Problem to solve
Extract every line of the listing below word for word, but leave the pictures out of your answer.

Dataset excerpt
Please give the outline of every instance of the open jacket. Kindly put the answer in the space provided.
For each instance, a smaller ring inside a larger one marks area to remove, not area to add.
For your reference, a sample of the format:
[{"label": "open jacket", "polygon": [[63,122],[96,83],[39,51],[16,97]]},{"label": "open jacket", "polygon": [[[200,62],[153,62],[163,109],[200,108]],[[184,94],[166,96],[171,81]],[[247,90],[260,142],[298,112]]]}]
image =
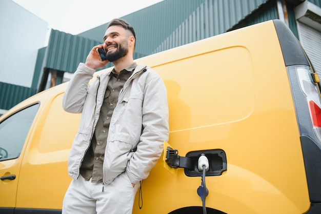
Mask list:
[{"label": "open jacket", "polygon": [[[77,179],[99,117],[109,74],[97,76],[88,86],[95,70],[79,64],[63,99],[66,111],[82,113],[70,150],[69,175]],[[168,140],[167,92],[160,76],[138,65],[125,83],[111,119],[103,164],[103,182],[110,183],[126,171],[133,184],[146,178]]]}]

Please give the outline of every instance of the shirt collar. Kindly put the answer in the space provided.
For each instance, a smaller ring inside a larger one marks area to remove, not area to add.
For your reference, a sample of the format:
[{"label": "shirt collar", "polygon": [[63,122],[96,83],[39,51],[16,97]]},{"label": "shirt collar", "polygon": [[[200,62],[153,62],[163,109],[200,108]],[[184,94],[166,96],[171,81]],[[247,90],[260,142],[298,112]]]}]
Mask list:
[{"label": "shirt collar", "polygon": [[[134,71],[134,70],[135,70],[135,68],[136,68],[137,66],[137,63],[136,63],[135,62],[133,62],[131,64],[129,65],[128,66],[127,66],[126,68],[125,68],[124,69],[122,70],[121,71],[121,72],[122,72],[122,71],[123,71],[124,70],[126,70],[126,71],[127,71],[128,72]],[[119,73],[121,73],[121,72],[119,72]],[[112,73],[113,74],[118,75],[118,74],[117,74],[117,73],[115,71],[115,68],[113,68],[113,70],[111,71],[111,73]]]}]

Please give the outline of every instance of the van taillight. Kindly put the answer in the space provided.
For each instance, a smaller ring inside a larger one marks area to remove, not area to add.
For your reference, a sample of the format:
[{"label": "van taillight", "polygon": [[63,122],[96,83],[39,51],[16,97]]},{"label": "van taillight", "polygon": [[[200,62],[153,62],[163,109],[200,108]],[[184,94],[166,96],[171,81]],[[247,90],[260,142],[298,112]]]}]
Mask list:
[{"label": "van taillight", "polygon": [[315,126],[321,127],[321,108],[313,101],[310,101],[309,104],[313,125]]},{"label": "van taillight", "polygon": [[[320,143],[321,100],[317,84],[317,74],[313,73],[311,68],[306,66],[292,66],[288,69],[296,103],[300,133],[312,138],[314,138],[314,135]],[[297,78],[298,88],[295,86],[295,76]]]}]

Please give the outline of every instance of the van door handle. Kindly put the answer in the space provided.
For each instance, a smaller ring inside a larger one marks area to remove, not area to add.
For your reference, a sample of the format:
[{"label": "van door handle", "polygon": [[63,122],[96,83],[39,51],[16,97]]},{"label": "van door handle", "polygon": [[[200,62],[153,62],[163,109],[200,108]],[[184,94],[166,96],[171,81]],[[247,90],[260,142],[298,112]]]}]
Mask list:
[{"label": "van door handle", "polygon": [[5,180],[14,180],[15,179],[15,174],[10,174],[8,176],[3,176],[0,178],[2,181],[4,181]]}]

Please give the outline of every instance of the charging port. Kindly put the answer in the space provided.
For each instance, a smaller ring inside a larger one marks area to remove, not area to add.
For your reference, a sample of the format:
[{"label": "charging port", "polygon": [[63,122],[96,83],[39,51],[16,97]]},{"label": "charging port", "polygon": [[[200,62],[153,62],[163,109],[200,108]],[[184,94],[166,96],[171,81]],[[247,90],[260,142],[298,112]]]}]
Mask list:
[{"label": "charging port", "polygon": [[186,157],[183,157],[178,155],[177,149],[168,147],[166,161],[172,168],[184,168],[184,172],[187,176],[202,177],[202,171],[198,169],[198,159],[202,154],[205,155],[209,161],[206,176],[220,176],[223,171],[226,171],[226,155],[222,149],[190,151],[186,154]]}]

Exercise solution
Please give the outline of every instance of the open jacket. Kindly put the answer in the space provided.
For each instance, a smaller ring inside a larger one marks area to remove, not area to add.
For your reference, a sample of the format:
[{"label": "open jacket", "polygon": [[63,122],[96,83],[39,51],[16,97]]},{"label": "open jacket", "polygon": [[[200,62],[153,62],[163,109],[200,108]],[[184,94],[166,96],[171,81]],[[247,90],[260,142],[298,112]]]}]
image =
Mask list:
[{"label": "open jacket", "polygon": [[[77,179],[99,117],[109,74],[97,76],[88,86],[95,70],[79,64],[63,99],[66,111],[82,113],[70,150],[69,175]],[[168,140],[167,92],[160,76],[138,65],[125,83],[111,119],[103,164],[103,182],[110,183],[126,171],[133,184],[146,178]]]}]

Please give the outline of every instance of the shirt collar. Kindly put the answer in the space provided.
For each instance, a smaller ring inside a larger one marks area to remove, not area to add.
For your reference, a sample of the format:
[{"label": "shirt collar", "polygon": [[63,122],[96,83],[39,51],[16,97]]},{"label": "shirt collar", "polygon": [[[200,62],[153,62],[163,109],[200,108]],[[184,94],[166,96],[171,81]],[[247,90],[260,142],[298,112]]]}]
Mask list:
[{"label": "shirt collar", "polygon": [[[134,71],[134,70],[135,70],[135,68],[136,68],[137,66],[137,63],[136,63],[135,62],[133,62],[131,64],[129,65],[128,66],[127,66],[126,68],[125,68],[124,69],[122,70],[121,71],[121,72],[122,72],[122,71],[123,71],[124,70],[126,70],[126,71],[127,71],[128,72]],[[119,73],[121,73],[121,72],[119,72]],[[112,73],[113,74],[118,75],[118,74],[117,74],[117,73],[115,71],[115,68],[113,68],[113,70],[111,71],[111,73]]]}]

Please give the outline of every instance of the van taillight. Kindly put the answer in the space provided.
For each instance, a smaller ring inside a larger one marks area to remove, not area to add.
For your reference, a sample of the format:
[{"label": "van taillight", "polygon": [[63,122],[96,83],[39,51],[16,97]]},{"label": "van taillight", "polygon": [[[200,62],[153,62],[163,109],[200,108]],[[184,94],[166,96],[171,81]],[[247,90],[260,142],[298,112]]]}]
Mask list:
[{"label": "van taillight", "polygon": [[315,126],[321,127],[321,108],[313,101],[310,101],[309,104],[313,125]]},{"label": "van taillight", "polygon": [[[320,143],[321,100],[317,84],[317,74],[313,73],[311,68],[306,66],[292,66],[288,69],[296,103],[300,133],[312,138],[314,138],[314,135]],[[297,78],[298,88],[295,86],[295,76]]]}]

Please give the outline of every instance of the van door handle. Kindly put the answer in the space provided.
For each instance, a smaller ring inside a larger one marks area to remove, not area to add.
For your reference, a sample of the format:
[{"label": "van door handle", "polygon": [[63,122],[96,83],[39,51],[16,97]]},{"label": "van door handle", "polygon": [[[200,62],[153,62],[163,109],[200,108]],[[184,94],[166,96],[171,81]],[[247,90],[260,142],[298,112]]]}]
Mask list:
[{"label": "van door handle", "polygon": [[5,180],[14,180],[15,179],[15,174],[10,174],[8,176],[3,176],[0,178],[2,181],[4,181]]}]

Please give the outline of every instance of the charging port. Kindly put the answer in the space provided.
For each instance, a smaller ring inside a larger one marks area to remove, not area to add.
For your reference, a sample of the format:
[{"label": "charging port", "polygon": [[63,122],[96,83],[39,51],[16,97]]},{"label": "charging port", "polygon": [[[200,62],[153,62],[163,109],[200,108]],[[184,94],[166,96],[171,81]],[[247,90],[260,142],[298,112]]]}]
Mask list:
[{"label": "charging port", "polygon": [[186,157],[183,157],[178,155],[177,149],[168,147],[166,161],[172,168],[184,168],[184,172],[187,176],[202,177],[202,171],[198,169],[198,159],[202,154],[205,155],[209,161],[206,176],[220,176],[223,171],[226,171],[226,155],[222,149],[190,151],[186,154]]}]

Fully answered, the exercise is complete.